**DIRECTIONS:** Please convert the lines starting at the one containing "Sports analytics pipeline — locate the yellow" and ending at the one containing "(376, 537), (520, 710)" into a JSON list of strings, one string per line, leaving out any blank lines.

**DATASET:**
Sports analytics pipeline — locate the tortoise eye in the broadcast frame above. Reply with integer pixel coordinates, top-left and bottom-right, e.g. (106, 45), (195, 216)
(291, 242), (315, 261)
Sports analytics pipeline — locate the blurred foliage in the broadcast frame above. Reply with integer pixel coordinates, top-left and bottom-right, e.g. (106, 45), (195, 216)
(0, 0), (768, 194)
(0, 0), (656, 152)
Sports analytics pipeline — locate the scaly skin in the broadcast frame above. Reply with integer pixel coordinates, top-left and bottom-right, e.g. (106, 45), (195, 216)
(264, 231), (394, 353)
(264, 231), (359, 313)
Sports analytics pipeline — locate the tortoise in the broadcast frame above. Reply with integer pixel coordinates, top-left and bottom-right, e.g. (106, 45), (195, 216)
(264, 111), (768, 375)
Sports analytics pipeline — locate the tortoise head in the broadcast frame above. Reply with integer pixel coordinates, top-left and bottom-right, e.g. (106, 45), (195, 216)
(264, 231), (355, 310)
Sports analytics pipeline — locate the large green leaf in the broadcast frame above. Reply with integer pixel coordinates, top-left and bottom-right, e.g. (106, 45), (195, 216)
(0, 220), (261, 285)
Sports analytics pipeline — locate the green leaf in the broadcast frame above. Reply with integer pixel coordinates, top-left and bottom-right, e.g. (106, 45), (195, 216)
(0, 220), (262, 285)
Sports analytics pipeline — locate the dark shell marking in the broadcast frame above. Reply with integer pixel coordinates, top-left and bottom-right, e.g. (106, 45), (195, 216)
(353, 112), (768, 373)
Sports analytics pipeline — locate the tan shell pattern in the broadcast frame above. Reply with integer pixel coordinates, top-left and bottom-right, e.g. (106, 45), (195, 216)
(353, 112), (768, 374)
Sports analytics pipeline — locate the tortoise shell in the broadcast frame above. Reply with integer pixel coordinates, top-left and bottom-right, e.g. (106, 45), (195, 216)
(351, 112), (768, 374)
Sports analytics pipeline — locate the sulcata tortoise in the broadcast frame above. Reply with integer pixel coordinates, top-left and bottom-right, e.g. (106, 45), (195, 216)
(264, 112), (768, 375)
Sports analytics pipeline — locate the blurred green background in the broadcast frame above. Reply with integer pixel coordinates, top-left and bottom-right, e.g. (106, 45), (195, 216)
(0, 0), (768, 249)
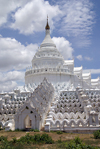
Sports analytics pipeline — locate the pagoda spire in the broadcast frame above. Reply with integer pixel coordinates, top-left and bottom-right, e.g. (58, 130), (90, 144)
(45, 15), (50, 30)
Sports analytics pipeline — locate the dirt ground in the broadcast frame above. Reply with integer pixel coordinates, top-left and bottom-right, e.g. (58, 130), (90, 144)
(0, 130), (100, 148)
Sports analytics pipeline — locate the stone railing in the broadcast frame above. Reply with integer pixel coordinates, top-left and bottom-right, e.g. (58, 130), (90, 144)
(25, 68), (73, 76)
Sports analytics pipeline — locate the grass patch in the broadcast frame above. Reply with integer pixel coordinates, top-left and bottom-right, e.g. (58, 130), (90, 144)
(93, 130), (100, 139)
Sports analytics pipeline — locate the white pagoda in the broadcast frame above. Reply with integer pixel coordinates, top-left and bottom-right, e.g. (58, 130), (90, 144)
(0, 19), (100, 131)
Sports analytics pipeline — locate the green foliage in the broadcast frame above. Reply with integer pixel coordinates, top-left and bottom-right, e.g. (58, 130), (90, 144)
(93, 130), (100, 139)
(34, 129), (39, 132)
(57, 131), (63, 134)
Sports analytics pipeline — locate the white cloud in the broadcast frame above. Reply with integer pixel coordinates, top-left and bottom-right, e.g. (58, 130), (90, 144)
(11, 0), (61, 34)
(83, 69), (100, 74)
(0, 0), (29, 26)
(59, 0), (95, 47)
(85, 56), (93, 61)
(0, 37), (38, 71)
(52, 37), (74, 59)
(76, 55), (83, 61)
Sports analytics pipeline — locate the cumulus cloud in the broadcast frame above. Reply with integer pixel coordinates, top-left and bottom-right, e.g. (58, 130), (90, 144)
(0, 36), (38, 92)
(0, 0), (29, 26)
(0, 0), (95, 47)
(85, 56), (93, 61)
(59, 0), (95, 47)
(0, 37), (38, 71)
(52, 37), (74, 59)
(11, 0), (61, 34)
(76, 55), (83, 61)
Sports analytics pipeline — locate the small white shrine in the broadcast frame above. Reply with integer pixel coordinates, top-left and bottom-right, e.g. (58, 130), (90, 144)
(0, 19), (100, 131)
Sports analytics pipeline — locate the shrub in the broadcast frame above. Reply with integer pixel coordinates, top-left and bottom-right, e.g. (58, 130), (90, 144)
(57, 131), (63, 134)
(30, 129), (34, 131)
(74, 137), (82, 145)
(34, 129), (39, 132)
(93, 130), (100, 139)
(41, 133), (54, 144)
(0, 136), (7, 142)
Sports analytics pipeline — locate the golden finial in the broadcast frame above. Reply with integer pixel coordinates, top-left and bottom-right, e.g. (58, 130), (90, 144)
(45, 15), (50, 30)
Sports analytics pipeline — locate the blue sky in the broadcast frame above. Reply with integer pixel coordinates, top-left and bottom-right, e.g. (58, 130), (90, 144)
(0, 0), (100, 91)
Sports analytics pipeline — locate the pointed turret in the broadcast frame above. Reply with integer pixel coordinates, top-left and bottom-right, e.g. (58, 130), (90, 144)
(45, 16), (50, 30)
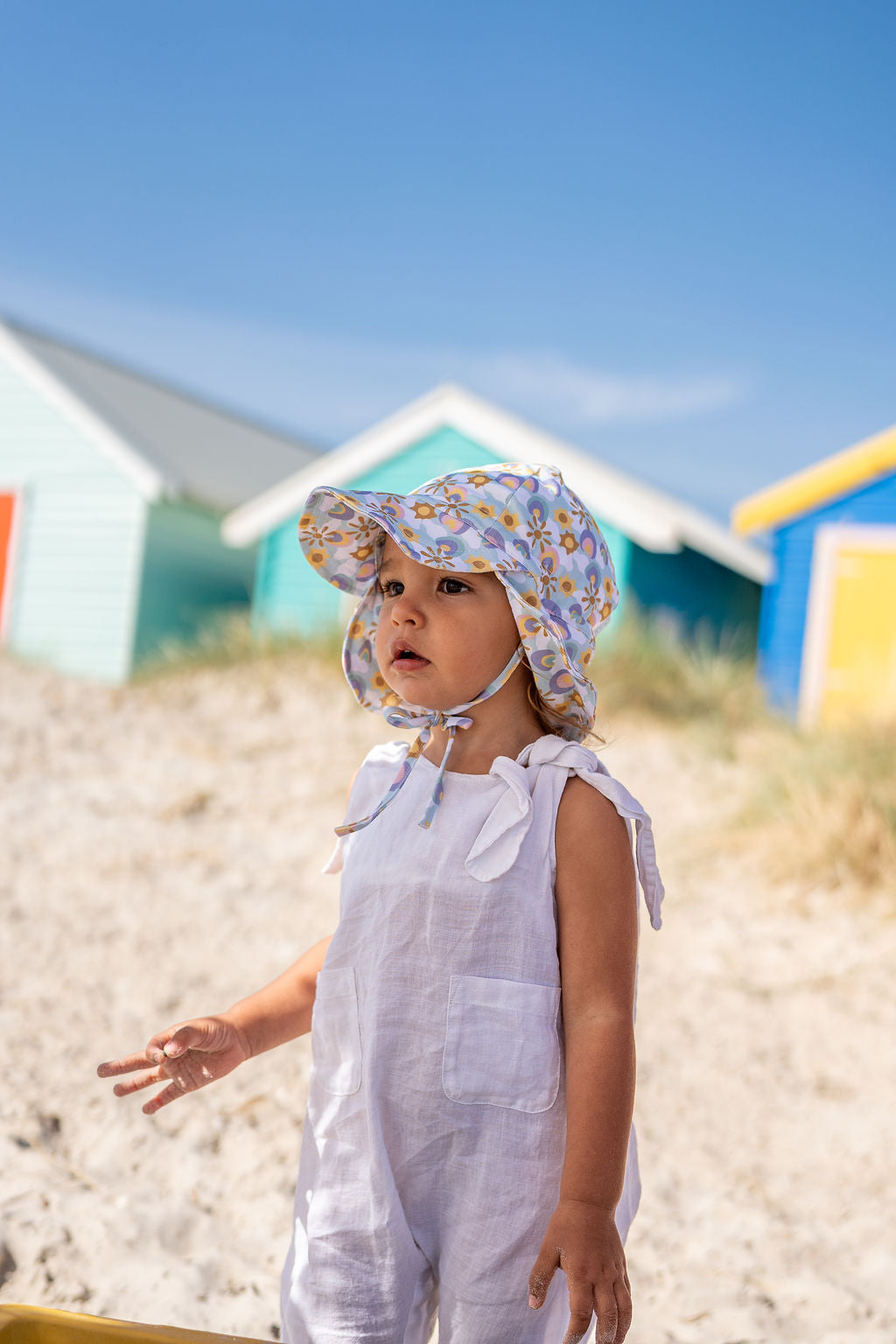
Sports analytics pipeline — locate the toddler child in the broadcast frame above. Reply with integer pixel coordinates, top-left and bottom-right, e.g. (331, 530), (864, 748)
(100, 462), (662, 1344)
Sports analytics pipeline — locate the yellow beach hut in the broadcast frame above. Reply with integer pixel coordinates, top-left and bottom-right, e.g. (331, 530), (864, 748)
(732, 424), (896, 729)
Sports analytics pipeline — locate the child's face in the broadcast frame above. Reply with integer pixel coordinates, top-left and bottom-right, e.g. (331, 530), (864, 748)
(376, 537), (520, 710)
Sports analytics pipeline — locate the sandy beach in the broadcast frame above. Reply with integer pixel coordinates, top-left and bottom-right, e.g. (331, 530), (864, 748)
(0, 656), (896, 1344)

**EXERCISE SOLUTION:**
[
  "Sports analytics pipeline — locate the yellow beach hut in the broadcast frame above. Reply with integer pixel coordinates, top-left and bottom-right, e.g. (331, 530), (864, 748)",
  "(732, 424), (896, 729)",
  "Sports analytics pipeline — locate the child's face in the broadcast frame above. Reply with integer pixel coordinates, top-left and bottom-right, e.g. (331, 530), (864, 748)",
  "(376, 537), (520, 710)"
]